= TEXT FOR ANALYSIS =

-- Opening Marker --

“Remember This: The Lesson of Jan Karski,” running at Berkeley Rep through Dec. 18, opens with an impassioned, stand-alone performance that emboldens audience members to bear witness to the life and legacy of professor and Polish World War II Holocaust witness Jan Karski.
Academy Award nominee David Strathairn eloquently captures Karski’s stirring humanity and anguish, enveloping audience members in a performance that resonates long after the final lights die out.
Amid the current rise of anti-Semitism, playwrights Derek Goldman and Clark Young attempt to break through the unrelenting haze of hate by offering an unfeigned recollection of Karski’s life, fostering a performance that places the horrors and preventable injustices of the Holocaust center stage.
For those unable to attend the live show, a black-and-white film adaption of the theatrical production, co-directed by Jeff Hutchens and Derek Goldman, is slated to air nationally as part of PBS’s Great Performances in spring 2023. Premiering first at the San Francisco Jewish Film Festival in July of 2022, the film adaptation has gone on to receive numerous accolades, including the World of Ha Change Maker Award at the Woodstock Film Festival.
Before the show begins, the stage conveys an unavoidable sense of loneliness; it is decorated only with a bare wooden table, an empty chair at its head and a lone chair cast to the side, draped with an overcoat and a pair of shiny shoes placed methodically in front. Typically a space of gathering, the empty table here feels more like a space of lost potential and isolation, a space that could have housed the imprints of many but instead can only convey the memories of the man who himself carries the burden of millions of lives unlived.

-- Closing Marker --

= DATA BLOCK =
-- Opening Marker --

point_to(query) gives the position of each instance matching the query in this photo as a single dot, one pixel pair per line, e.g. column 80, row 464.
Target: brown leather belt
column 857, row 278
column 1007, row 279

-- Closing Marker --

= TO DO =
[a] Answer these questions from the Karski review.
(i) Through what date is the play running at Berkeley Rep?
(ii) Who co-directed the film adaptation of the production?
(iii) What award did the film adaptation receive at the Woodstock Film Festival?
[b] Reproduce the Karski review between "Before the show" and "of lives unlived.", inclusive.

= WRITTEN RESPONSES =
[a]
(i) Dec. 18
(ii) Jeff Hutchens and Derek Goldman
(iii) The World of Ha Change Maker Award

[b]
Before the show begins, the stage conveys an unavoidable sense of loneliness; it is decorated only with a bare wooden table, an empty chair at its head and a lone chair cast to the side, draped with an overcoat and a pair of shiny shoes placed methodically in front. Typically a space of gathering, the empty table here feels more like a space of lost potential and isolation, a space that could have housed the imprints of many but instead can only convey the memories of the man who himself carries the burden of millions of lives unlived.